Exercise instructions
Repeat these records with every "section" switched to "region" and all else unchanged.

Records for processing

+--

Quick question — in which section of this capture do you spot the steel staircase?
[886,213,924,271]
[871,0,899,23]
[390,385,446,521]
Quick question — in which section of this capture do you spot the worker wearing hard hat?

+--

Right answer
Quick question — in which region of this capture do you spot the steel staircase?
[886,213,924,271]
[871,0,899,23]
[390,385,446,521]
Quick question — in which region of this capture do you spot the worker wearing hard hat?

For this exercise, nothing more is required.